# Fragmento del texto
Antes, el joven que quiso ser lector visitaba con frecuencia la biblioteca que había en la casa de sus padres. Luego comenzó a hacer la suya.

—Me inicié en el hábito de la lectura a través de los comics. Luego vinieron Dickens, Twain, Stevenson, Hesse, Quiroga, García Márquez. Desde siempre me maravilló todo lo que podía ocurrir, en términos sensoriales, al abrir esas pequeñas cajas de palabras llamadas libros.

El periodismo llegó mucho después. Las entrevistas iniciales, el programa de radio que luego se convirtió en libro. La primera temporada salió en 2005. La premisa inicial de su incursión en el género fue reinventarse. Que no se olvide que Leonardo también es poeta, escritor de telenovelas, guionista, autor de libros infantiles.

—Te confieso que el periodismo es una inquietud que se me ha activado con mayor intensidad en los últimos años. Supongo que el culpable es el país y su exceso de realidad.

Los problemas que atribulan a los venezolanos, Leonardo los desmenuza en su columna, titulada «Todo en prosa», de  El Nacional. En ella expone su lectura de las noticias y aconteceres que sorprenden de la buena y mala manera a los periódicos y noticieros. Con la palabra escrita da luces del comportamiento de un país que devino polarización y en muchos casos mezquindad.

# Objetivo del ejercicio
Responde estas preguntas sobre el fragmento acerca de Leonardo:
(a) ¿A través de qué se inició Leonardo en el hábito de la lectura?
(b) ¿En qué año salió la primera temporada?
(c) ¿Cómo se titula su columna y en qué periódico aparece?
Las filas son un material independiente del fragmento.

# Material de trabajo
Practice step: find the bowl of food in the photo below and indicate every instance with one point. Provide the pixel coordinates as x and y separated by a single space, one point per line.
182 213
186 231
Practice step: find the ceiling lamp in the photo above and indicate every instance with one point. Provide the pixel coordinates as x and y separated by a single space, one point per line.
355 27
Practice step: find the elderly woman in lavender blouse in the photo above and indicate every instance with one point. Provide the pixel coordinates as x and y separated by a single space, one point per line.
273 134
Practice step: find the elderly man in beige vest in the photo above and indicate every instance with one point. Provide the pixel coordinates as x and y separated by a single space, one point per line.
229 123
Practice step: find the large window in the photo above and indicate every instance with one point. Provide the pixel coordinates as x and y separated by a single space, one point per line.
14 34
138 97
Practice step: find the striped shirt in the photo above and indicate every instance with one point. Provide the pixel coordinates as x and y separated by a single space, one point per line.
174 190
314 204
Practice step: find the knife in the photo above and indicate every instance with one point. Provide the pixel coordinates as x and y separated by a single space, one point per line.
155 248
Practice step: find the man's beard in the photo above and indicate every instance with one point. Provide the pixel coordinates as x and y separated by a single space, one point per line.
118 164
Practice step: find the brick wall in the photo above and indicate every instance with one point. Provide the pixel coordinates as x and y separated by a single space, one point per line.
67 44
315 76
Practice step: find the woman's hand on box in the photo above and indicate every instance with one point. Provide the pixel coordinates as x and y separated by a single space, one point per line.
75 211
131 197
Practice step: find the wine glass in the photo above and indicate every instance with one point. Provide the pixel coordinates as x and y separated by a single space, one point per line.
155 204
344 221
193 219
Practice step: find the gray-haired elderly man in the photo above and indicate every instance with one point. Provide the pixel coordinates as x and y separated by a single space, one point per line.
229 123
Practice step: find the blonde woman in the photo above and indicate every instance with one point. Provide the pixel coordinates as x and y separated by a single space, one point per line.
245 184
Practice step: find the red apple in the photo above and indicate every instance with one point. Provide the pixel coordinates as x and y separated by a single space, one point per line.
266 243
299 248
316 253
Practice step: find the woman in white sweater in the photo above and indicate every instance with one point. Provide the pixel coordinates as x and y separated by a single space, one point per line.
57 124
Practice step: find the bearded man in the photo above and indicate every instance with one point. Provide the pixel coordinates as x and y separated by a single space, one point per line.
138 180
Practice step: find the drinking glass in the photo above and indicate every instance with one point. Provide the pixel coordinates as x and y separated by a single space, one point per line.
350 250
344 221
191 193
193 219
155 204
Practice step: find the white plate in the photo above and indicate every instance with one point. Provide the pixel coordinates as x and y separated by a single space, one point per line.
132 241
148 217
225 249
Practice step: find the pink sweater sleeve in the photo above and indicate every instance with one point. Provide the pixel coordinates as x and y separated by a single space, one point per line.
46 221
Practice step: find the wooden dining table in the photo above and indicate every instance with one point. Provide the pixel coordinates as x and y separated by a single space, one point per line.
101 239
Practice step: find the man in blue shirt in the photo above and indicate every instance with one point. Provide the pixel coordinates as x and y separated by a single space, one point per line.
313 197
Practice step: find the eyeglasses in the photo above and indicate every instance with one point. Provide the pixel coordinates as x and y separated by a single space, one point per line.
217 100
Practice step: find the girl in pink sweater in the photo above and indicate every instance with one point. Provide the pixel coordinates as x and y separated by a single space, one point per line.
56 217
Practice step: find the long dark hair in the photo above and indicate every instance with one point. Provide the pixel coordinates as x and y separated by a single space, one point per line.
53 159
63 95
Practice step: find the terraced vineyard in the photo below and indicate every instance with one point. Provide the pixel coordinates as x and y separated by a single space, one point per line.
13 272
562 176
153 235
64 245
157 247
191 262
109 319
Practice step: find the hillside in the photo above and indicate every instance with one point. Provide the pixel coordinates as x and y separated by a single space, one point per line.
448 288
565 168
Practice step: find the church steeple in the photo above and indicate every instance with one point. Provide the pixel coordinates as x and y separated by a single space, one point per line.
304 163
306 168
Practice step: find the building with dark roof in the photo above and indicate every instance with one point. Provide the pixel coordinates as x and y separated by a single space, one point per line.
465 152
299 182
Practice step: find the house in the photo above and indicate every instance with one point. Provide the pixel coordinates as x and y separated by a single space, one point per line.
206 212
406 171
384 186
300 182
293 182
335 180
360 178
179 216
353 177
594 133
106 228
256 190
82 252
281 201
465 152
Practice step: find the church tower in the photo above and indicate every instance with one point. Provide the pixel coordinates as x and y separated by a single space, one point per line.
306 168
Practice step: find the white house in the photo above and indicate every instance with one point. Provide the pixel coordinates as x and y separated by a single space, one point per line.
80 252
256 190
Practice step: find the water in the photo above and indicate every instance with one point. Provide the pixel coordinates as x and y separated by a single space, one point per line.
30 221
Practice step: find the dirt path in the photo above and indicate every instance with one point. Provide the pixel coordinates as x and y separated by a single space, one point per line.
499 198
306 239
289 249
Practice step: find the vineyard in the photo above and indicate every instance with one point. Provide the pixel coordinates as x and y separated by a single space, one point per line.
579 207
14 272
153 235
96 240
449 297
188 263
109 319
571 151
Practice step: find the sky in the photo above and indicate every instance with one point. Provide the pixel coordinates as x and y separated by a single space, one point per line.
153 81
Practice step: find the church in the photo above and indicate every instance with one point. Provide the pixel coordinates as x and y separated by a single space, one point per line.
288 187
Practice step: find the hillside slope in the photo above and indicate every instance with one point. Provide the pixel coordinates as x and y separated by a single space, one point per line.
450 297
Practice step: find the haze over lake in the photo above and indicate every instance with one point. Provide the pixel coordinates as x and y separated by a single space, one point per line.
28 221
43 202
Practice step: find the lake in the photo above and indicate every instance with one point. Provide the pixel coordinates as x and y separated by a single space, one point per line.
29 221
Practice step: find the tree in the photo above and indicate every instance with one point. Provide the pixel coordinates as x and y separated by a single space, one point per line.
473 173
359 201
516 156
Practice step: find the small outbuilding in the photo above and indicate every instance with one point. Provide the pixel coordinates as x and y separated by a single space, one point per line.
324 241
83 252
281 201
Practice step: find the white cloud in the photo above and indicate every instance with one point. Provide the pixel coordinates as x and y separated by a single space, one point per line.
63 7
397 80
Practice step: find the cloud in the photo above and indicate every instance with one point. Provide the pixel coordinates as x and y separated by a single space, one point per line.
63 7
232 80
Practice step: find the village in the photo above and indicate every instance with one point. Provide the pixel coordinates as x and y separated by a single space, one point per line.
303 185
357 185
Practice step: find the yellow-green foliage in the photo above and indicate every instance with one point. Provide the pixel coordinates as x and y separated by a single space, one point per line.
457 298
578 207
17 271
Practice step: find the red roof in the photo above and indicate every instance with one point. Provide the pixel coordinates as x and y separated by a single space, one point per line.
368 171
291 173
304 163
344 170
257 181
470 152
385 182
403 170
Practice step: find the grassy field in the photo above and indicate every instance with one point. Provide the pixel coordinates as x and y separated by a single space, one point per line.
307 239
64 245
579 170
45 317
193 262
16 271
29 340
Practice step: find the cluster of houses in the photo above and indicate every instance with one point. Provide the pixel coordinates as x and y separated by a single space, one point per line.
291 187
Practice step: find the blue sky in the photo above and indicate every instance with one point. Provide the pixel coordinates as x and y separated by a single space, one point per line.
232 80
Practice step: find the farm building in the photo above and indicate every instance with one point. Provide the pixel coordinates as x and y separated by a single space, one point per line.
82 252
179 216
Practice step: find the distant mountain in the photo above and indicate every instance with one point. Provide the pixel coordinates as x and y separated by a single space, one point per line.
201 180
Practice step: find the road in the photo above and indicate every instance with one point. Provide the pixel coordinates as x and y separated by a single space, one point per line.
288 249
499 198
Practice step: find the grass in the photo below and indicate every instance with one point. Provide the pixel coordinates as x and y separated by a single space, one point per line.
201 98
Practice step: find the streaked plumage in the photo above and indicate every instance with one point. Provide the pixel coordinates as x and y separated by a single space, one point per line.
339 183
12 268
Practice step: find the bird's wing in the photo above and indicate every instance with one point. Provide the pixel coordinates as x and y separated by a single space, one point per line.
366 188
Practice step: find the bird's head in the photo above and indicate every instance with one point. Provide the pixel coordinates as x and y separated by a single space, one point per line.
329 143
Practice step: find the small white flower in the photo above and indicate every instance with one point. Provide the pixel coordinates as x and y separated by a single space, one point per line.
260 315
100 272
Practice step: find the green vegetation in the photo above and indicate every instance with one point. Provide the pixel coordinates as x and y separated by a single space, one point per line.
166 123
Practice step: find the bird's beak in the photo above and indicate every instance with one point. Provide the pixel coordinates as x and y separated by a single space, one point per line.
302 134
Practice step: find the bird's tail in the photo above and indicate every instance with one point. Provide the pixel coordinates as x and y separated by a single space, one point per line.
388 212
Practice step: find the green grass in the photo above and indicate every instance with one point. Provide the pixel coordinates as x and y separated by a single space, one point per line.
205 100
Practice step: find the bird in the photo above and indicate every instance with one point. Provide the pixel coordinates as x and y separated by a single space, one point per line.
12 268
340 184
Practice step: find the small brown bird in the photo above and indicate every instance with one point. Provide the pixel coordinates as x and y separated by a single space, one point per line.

# Solución
(a) Se inició a través de los comics.
(b) Salió en 2005.
(c) Se titula «Todo en prosa» y aparece en El Nacional.